◆ **SUPPLIED INFORMATION**:

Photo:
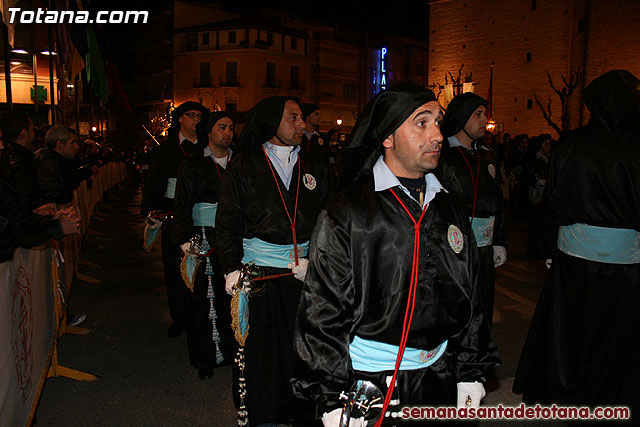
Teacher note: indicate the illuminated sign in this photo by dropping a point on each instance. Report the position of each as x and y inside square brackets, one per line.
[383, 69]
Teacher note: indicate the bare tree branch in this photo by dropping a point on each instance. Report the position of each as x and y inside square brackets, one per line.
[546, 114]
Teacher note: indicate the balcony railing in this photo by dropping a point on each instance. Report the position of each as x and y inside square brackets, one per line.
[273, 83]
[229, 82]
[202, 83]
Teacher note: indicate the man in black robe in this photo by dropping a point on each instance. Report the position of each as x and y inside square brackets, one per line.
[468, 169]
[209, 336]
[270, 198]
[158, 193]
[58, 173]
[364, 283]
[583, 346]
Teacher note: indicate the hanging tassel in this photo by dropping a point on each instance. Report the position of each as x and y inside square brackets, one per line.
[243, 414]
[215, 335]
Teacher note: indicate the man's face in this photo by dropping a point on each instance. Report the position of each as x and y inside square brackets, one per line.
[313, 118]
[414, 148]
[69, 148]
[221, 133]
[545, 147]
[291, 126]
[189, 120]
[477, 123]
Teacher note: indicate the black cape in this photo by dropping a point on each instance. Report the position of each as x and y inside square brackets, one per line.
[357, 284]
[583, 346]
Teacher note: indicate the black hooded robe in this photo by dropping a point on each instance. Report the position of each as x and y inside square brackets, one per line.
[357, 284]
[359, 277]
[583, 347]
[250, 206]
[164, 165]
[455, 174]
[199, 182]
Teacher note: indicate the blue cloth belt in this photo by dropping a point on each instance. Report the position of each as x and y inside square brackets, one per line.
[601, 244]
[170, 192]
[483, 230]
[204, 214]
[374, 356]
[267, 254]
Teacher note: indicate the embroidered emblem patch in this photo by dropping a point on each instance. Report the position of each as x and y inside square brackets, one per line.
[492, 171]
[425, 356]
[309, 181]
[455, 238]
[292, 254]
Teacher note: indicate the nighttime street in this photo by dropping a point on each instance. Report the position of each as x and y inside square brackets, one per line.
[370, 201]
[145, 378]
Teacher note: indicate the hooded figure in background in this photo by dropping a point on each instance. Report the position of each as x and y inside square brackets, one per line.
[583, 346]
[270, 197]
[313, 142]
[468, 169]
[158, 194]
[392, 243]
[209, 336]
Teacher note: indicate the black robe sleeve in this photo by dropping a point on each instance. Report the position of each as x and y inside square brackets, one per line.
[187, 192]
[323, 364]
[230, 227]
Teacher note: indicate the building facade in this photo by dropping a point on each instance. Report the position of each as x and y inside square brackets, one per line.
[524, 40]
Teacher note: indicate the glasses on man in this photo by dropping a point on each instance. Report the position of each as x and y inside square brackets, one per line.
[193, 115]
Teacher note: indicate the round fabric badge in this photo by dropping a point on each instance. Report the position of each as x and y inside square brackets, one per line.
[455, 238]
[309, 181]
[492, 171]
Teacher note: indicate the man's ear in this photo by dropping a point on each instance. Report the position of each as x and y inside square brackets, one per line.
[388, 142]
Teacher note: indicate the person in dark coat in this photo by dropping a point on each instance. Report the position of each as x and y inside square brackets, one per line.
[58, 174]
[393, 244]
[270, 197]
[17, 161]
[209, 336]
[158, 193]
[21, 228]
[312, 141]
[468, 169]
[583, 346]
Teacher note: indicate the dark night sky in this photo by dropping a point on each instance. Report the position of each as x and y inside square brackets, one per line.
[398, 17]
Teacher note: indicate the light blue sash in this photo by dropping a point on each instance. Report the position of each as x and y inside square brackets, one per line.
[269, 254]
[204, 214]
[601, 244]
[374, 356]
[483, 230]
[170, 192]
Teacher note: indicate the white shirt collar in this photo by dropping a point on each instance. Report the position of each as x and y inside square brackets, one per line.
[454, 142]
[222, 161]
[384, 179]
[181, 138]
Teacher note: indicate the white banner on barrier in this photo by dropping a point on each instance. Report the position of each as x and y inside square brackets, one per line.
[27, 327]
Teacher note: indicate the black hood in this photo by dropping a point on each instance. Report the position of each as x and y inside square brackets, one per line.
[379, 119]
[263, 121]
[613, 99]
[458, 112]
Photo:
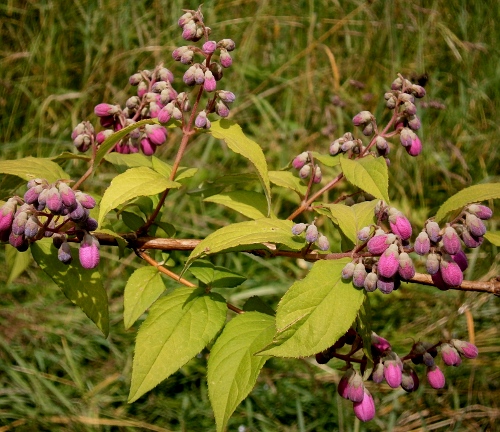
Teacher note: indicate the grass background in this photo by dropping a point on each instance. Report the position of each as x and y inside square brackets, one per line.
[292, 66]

◆ **WHAT YOU NEED TO DO**: Copy all of the rows above word for word, leaving out the pictures.

◆ **SOLUTION TO THIS EXERCISE**:
Photo:
Teacher note: indicate the illuminated sign in this photo by dropping a point on each instance. Report the position of each as x and y inside square brackets, one per line.
[383, 69]
Teacher note: indicate the bare tree branch in this photo by dropping a point on each instance. Report the position of each as x and y inside square brackets, one per line.
[546, 114]
Teacher note: indicate the balcony railing in this photo by dropping a point on each instance. Report the position of each as x and y inside square brackets, one per line.
[273, 83]
[229, 82]
[202, 83]
Teacher note: indicate the man in black robe in this photo by dropping a point on each instance. Report the position of each as x and y inside square brackets, one per line.
[468, 169]
[209, 336]
[270, 198]
[158, 193]
[58, 173]
[364, 283]
[583, 346]
Teacher note: indicate the hanging tassel in this photo by dropping a point on each instance. Report the position of each as x and y inside square brackets, one per line.
[243, 414]
[215, 335]
Teacher note: indicate the man's face in this photo by dropping a point on each instance. Report the position of each as x and y inside square brackets, one per line.
[313, 118]
[414, 148]
[69, 148]
[221, 133]
[545, 147]
[291, 126]
[189, 120]
[477, 123]
Teacher note: indicate the black cape in this photo by dropping a point on each instance. Report the position of each as x and y inside square brackets, one per line.
[357, 284]
[583, 346]
Teacher note: indicate the black hooded robe in this photo by dropping a point on each instance. Report the position of each as x and y inside square brackets, one per line.
[357, 284]
[359, 277]
[583, 347]
[250, 206]
[164, 165]
[455, 174]
[199, 182]
Teacher note: indicate the blue cloth belt in this photo by dropping a point on each instance. Report the position of each as x and y inside square brackets, one per line.
[601, 244]
[170, 192]
[483, 230]
[204, 214]
[374, 356]
[267, 254]
Teacher note: indicate the embroidered emblem patch in this photo by dropping a point on each instance. Report the position of each as x and y inside square brackets, one per line.
[492, 171]
[425, 356]
[309, 181]
[455, 238]
[292, 254]
Teacher note: indicate the nighttime street in this photo by dropping a point on each instance. Report the position of each as x and y inside square brackets, one per line.
[370, 201]
[145, 378]
Teacher note: indicate the hooded figure in background in this photo by dropping a point on each instance. Report the position of each as x and y inside square brackets, one per line.
[583, 346]
[270, 197]
[313, 142]
[468, 169]
[158, 194]
[392, 243]
[209, 336]
Teacher note: indicate the black robe sleeve in this photo by dropping a point on each instance. Report the position of each as x and y inside square brackets, one per line.
[187, 192]
[323, 364]
[230, 227]
Teacher note: indicate the building facade in this photo by dropping a point on each instance. Report the position of each as x and y inside square brackets, one per line.
[524, 40]
Teacher note: indicate the glasses on man in this photo by dropping a point on each instance. Report the position of each as x and y inside square brackets, one per line.
[193, 115]
Teacher note: indicate the round fabric badge in this photo by dropping a point on each instance. Report the position of each as x and y inside square brackets, one per line.
[455, 238]
[309, 181]
[492, 171]
Teacher note: indicate the man's ear in this photo by dropping a point on each instance. Report the position of each as x and y inside square brackets, one per line.
[388, 142]
Teacher note: indicate the person in dark coat in this photo by dropping a point on each instance. Report the position of each as x and y inside square brackets, one per line.
[58, 174]
[393, 244]
[270, 197]
[17, 161]
[209, 336]
[158, 193]
[21, 228]
[312, 141]
[468, 169]
[583, 346]
Teacher note: indicate the dark night sky in this photo by dropping a point on each instance. Report the position of each as x and y inside square brackets, one per line.
[398, 17]
Teacher note: indicate the light blue sash in this photo by dropping a point on each instance. Report the position of each as x and y inside square brackets, one per line.
[269, 254]
[204, 214]
[601, 244]
[374, 356]
[483, 230]
[170, 192]
Teacher note: indicate the white shirt collar in this photo by dropping a point on each instance. Report the position of each as x and y inside square brackets, one per line.
[454, 142]
[222, 161]
[384, 179]
[181, 138]
Teacher note: indicate the white banner on barrier in this photo by dropping a point on each instance. Report the position of each as x and y inside square brackets, one per line.
[27, 327]
Teacher note: indicate the black hood in this photo by dropping a point on each instance. Report the position of each as x and y inside square brackets, one per line.
[379, 119]
[263, 121]
[613, 99]
[458, 112]
Photo:
Teacher note: indicate the grass background in this photo by dropping a point on each instance. Report the position of each as x and y inside square brackets, one per line.
[292, 66]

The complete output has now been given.